- [WORK INSTRUCTIONS] Convert everything from the line containing "sky in this photo." down to the last line of the entries below into a numbered list, skipping any blank lines.

- [DATA RECORDS]
________________________________________

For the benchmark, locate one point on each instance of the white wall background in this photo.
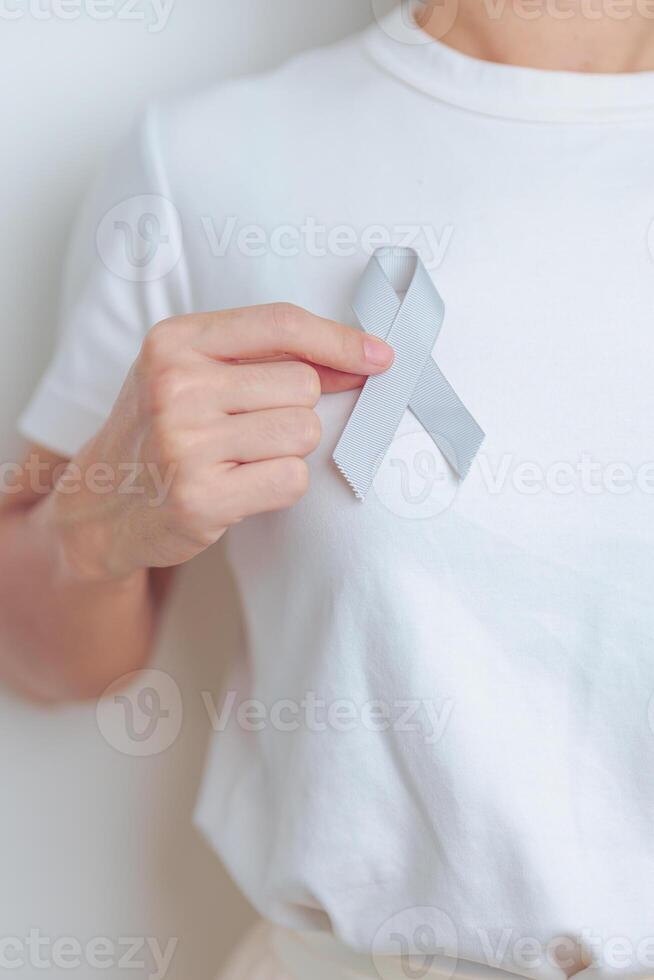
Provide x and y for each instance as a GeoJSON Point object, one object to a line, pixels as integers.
{"type": "Point", "coordinates": [95, 842]}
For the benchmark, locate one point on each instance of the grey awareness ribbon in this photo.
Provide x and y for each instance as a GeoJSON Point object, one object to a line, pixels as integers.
{"type": "Point", "coordinates": [397, 301]}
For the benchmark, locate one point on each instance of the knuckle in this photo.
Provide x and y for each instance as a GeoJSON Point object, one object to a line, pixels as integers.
{"type": "Point", "coordinates": [166, 386]}
{"type": "Point", "coordinates": [169, 441]}
{"type": "Point", "coordinates": [186, 501]}
{"type": "Point", "coordinates": [286, 318]}
{"type": "Point", "coordinates": [307, 428]}
{"type": "Point", "coordinates": [291, 479]}
{"type": "Point", "coordinates": [157, 343]}
{"type": "Point", "coordinates": [309, 383]}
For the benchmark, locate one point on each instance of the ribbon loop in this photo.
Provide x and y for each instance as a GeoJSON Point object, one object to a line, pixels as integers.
{"type": "Point", "coordinates": [397, 301]}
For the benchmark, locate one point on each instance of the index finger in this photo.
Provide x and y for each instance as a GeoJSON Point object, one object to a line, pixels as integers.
{"type": "Point", "coordinates": [281, 328]}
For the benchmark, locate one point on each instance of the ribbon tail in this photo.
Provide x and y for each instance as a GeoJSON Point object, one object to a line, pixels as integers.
{"type": "Point", "coordinates": [443, 415]}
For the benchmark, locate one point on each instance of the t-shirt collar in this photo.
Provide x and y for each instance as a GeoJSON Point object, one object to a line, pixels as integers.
{"type": "Point", "coordinates": [399, 46]}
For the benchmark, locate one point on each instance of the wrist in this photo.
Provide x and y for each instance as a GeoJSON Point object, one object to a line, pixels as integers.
{"type": "Point", "coordinates": [85, 538]}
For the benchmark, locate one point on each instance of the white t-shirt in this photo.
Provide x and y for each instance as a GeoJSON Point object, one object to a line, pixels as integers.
{"type": "Point", "coordinates": [452, 723]}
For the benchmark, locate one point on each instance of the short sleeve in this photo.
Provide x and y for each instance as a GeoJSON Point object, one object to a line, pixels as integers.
{"type": "Point", "coordinates": [125, 271]}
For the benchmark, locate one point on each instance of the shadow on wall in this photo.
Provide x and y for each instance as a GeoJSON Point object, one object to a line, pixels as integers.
{"type": "Point", "coordinates": [96, 834]}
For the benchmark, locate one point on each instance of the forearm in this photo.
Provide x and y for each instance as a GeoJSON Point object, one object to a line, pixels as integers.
{"type": "Point", "coordinates": [63, 635]}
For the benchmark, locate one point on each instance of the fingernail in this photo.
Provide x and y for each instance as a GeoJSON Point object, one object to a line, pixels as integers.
{"type": "Point", "coordinates": [377, 352]}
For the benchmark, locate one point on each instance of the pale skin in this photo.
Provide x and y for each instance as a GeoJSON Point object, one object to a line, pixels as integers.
{"type": "Point", "coordinates": [226, 403]}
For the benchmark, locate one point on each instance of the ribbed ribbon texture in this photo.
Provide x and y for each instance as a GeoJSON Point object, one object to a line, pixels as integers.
{"type": "Point", "coordinates": [397, 301]}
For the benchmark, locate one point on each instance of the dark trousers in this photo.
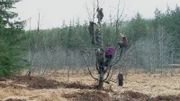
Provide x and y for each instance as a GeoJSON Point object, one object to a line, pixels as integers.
{"type": "Point", "coordinates": [120, 79]}
{"type": "Point", "coordinates": [108, 60]}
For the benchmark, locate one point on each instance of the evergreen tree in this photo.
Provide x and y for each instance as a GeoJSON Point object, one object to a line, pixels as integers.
{"type": "Point", "coordinates": [11, 37]}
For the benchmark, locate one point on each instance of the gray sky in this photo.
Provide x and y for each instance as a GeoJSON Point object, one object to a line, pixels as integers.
{"type": "Point", "coordinates": [53, 12]}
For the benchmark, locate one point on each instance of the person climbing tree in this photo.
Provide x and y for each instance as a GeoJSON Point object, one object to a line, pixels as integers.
{"type": "Point", "coordinates": [124, 41]}
{"type": "Point", "coordinates": [94, 32]}
{"type": "Point", "coordinates": [120, 79]}
{"type": "Point", "coordinates": [100, 57]}
{"type": "Point", "coordinates": [108, 55]}
{"type": "Point", "coordinates": [100, 14]}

________________________________________

- [EXPECTED ANSWER]
1. For the benchmark, locate one point on each instance of the gray sky in this photo.
2. Provide x and y for each instance as a GeoJSON Point object, one object to a line, pixels as integers.
3. {"type": "Point", "coordinates": [53, 12]}
4. For the benchmark, locate one point on each instance of the person climbing tree in this photo.
5. Provide x and y for each instance as a GeoJSON Point object, one object to a line, pixels as integers.
6. {"type": "Point", "coordinates": [124, 41]}
7. {"type": "Point", "coordinates": [94, 32]}
8. {"type": "Point", "coordinates": [120, 79]}
9. {"type": "Point", "coordinates": [100, 57]}
10. {"type": "Point", "coordinates": [108, 55]}
11. {"type": "Point", "coordinates": [100, 14]}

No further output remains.